_EXTRACT PROVIDED_
-- Begin --
Equation = 2x + 6 = 20
Length = 13 cm

(b)

Area = 91 cm²

Explanation:

In the question we are given with ,

Width of rectangle = x cm

Length of rectangle = x + 6 cm ( Because in the question it is given that length of rectangle is 6 more than its width )

Perimeter of rectangle = 40 cm

And we are asked to :

Form an equation and find length.
-- End --
_DATASET EXCERPTS_
-- Begin --
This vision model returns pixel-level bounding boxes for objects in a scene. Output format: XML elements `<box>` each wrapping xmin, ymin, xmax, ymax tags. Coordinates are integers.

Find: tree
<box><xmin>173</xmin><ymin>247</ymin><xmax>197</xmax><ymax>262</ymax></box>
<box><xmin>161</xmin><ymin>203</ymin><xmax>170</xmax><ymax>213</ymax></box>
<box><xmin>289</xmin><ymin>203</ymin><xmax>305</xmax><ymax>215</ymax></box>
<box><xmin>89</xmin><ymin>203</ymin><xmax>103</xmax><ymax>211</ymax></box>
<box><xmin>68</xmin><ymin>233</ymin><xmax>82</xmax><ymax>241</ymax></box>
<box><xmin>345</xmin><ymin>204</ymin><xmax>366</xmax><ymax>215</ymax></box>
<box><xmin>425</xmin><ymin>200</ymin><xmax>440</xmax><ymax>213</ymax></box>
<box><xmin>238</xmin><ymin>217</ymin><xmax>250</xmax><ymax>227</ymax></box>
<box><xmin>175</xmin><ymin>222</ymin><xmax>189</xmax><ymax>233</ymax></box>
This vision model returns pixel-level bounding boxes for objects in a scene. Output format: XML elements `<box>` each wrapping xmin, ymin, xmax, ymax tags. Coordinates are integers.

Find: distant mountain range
-- End --
_PROBLEMS TO SOLVE_
(1) What area does the rectangle solution give for the rectangle?
(2) Extract from the rectangle solution the passage that starts at "Length of rectangle = x" and ends after "and find length.", copying it word for word.

_RESPONSE LIST_
(1) 91 cm²

(2)
Length of rectangle = x + 6 cm ( Because in the question it is given that length of rectangle is 6 more than its width )

Perimeter of rectangle = 40 cm

And we are asked to :

Form an equation and find length.